== Provided records ==
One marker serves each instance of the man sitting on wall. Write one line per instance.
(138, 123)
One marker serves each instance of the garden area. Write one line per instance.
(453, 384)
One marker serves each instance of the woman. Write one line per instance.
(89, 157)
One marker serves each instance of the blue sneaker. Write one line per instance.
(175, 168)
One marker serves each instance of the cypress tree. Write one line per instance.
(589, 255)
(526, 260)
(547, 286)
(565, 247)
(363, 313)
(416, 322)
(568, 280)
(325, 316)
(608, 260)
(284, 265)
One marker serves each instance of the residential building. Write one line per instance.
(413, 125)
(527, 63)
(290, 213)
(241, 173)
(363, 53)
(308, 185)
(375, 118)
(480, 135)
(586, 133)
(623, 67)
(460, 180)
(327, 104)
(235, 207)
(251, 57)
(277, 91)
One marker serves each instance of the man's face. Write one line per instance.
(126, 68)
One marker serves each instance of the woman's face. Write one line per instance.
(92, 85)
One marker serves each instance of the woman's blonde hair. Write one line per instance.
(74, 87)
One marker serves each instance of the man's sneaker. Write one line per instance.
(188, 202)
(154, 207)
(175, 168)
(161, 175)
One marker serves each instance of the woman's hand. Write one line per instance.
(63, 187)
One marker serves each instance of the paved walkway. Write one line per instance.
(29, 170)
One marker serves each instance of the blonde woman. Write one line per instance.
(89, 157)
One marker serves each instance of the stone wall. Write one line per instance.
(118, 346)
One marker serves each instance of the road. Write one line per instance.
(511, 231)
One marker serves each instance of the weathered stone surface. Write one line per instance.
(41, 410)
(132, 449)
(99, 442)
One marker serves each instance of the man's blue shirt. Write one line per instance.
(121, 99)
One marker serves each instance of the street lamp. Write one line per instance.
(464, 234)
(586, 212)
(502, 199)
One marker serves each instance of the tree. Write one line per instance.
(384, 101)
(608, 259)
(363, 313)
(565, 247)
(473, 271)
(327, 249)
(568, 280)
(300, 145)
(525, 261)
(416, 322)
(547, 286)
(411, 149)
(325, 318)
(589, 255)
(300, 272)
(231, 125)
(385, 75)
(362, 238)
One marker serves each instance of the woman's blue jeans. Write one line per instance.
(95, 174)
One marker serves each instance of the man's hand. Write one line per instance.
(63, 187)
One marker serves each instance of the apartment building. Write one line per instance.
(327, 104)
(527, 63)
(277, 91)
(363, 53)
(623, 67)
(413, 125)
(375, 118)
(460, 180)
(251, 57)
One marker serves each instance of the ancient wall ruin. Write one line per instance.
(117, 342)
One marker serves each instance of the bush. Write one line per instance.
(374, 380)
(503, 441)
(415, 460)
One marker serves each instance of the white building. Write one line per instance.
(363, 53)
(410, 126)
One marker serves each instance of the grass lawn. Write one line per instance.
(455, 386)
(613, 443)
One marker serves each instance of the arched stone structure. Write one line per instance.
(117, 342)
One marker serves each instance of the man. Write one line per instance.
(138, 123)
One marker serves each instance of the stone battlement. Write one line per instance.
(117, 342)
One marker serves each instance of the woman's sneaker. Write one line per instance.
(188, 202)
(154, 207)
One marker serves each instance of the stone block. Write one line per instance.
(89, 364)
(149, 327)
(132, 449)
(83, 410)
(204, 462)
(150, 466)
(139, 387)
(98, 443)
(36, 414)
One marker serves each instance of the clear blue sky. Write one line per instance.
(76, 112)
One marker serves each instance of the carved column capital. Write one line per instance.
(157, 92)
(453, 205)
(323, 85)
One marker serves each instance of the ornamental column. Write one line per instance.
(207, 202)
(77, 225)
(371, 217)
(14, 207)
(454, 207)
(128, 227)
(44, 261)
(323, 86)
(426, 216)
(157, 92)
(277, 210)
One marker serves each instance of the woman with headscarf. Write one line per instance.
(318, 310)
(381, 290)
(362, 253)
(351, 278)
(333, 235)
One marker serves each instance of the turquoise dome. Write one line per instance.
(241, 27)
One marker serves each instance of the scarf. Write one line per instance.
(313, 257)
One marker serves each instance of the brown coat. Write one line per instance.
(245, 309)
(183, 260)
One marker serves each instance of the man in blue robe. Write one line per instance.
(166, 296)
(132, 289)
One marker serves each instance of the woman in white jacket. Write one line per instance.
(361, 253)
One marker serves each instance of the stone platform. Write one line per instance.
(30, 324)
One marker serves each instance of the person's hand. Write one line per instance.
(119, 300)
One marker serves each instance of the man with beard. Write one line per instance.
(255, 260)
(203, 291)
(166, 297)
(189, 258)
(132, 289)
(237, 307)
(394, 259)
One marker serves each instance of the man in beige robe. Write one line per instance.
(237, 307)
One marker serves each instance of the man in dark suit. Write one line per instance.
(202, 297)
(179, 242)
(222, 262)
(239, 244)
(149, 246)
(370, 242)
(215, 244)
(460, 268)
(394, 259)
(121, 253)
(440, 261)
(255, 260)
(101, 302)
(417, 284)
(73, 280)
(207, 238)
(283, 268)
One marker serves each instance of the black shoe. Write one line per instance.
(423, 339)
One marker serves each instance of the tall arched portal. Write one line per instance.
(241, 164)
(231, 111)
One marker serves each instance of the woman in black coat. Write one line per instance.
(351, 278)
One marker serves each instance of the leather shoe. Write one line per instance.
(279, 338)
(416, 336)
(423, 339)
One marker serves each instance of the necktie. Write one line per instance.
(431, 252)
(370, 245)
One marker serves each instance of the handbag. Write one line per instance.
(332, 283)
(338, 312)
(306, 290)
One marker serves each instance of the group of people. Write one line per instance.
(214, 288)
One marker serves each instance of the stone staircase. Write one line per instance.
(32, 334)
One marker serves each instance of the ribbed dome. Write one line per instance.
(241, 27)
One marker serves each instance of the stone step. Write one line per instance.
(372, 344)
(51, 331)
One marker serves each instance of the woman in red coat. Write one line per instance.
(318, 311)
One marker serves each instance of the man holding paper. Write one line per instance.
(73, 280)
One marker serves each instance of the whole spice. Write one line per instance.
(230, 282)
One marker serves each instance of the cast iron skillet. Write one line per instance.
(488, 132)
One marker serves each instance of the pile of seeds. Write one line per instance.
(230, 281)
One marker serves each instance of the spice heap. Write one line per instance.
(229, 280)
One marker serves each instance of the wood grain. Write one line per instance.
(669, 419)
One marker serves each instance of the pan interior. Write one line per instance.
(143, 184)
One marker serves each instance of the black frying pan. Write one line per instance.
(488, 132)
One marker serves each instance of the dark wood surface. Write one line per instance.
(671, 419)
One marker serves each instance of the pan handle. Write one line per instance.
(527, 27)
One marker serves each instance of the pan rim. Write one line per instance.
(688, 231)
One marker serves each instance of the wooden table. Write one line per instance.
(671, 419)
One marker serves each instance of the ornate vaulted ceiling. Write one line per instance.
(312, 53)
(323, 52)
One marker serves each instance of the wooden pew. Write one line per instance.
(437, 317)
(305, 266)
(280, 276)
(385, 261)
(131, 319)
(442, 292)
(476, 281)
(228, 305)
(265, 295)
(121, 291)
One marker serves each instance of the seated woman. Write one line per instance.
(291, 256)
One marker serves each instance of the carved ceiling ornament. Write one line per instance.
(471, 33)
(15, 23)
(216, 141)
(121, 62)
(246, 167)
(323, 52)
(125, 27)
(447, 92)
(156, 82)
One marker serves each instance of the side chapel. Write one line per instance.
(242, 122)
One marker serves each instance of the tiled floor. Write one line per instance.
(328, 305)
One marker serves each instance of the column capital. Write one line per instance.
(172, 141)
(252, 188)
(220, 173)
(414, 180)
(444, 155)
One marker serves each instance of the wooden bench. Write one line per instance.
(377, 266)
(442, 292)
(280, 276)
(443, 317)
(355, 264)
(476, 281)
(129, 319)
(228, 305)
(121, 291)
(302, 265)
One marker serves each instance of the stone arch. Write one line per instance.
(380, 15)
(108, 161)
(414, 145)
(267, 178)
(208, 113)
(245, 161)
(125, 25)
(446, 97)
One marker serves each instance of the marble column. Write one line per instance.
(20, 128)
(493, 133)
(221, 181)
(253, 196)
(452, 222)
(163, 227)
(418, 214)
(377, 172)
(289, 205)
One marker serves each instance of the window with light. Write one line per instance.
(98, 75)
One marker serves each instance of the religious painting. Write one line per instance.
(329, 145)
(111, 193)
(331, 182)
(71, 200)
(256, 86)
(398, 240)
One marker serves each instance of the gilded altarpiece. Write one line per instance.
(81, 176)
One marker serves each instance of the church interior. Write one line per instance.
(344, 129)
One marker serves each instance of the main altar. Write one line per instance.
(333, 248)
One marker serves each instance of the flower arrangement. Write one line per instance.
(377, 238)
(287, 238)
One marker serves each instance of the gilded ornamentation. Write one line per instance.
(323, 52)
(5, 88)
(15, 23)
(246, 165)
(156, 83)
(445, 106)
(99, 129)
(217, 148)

== Assigned task ==
The output must consist solely of the lines from the one containing "One marker serves each instance of the stone arch." through the end of the listing, unaltered.

== Task answer ==
One marker serves each instance of the stone arch. Write one line per instance.
(380, 15)
(108, 161)
(414, 145)
(267, 178)
(208, 113)
(245, 161)
(125, 25)
(446, 97)
One marker serves each instance of the marble column. Write one line per instance.
(20, 128)
(493, 133)
(221, 181)
(253, 196)
(452, 222)
(163, 227)
(418, 214)
(377, 172)
(289, 205)
One marker serves each instance of the window with light. Write one line per instance.
(98, 75)
One marker serves each instance of the religious painting. Write one line per instance.
(329, 145)
(111, 193)
(331, 182)
(71, 200)
(256, 86)
(398, 240)
One marker serves each instance of the gilded altarpiece. Write one line per instance.
(81, 176)
One marker serves each instance of the church interior. Write one line per instance.
(344, 129)
One marker serves each instance of the main altar. Write one line per instance.
(333, 248)
One marker serves each instance of the flower arrangement. Write one line per instance.
(377, 238)
(287, 238)
One marker serves each instance of the gilded ornamentation. Write one line per instance.
(323, 52)
(5, 88)
(15, 23)
(246, 165)
(156, 83)
(445, 106)
(99, 129)
(217, 148)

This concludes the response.